Required work:
Pick out and copy every line in the records below that contains the word "left". Case counts.

Data to process:
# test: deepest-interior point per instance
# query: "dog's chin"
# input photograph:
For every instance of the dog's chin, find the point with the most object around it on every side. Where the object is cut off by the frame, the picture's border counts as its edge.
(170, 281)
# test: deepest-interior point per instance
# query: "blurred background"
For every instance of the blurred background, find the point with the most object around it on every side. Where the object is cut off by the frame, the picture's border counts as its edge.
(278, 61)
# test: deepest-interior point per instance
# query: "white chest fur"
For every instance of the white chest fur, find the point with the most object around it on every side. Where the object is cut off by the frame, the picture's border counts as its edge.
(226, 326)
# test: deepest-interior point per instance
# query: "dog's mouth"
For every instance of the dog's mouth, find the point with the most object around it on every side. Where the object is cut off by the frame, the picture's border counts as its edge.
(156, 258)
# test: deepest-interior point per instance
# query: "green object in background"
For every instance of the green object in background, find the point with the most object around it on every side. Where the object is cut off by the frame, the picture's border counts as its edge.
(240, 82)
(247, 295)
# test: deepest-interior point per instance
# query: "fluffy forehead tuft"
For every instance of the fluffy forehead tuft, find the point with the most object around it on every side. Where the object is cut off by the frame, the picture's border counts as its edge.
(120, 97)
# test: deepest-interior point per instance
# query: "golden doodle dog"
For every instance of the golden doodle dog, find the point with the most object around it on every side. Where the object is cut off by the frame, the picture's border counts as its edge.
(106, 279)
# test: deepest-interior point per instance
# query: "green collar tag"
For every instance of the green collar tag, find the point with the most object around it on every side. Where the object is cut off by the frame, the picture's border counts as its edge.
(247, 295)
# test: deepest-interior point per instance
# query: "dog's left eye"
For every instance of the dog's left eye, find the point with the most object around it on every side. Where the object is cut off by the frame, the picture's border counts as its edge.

Output:
# query: "dog's left eye"
For every instance of the dog's left eye, find the point with the most object around it on every side. Where the object is cut off by the frame, the picture's border counts as its edge.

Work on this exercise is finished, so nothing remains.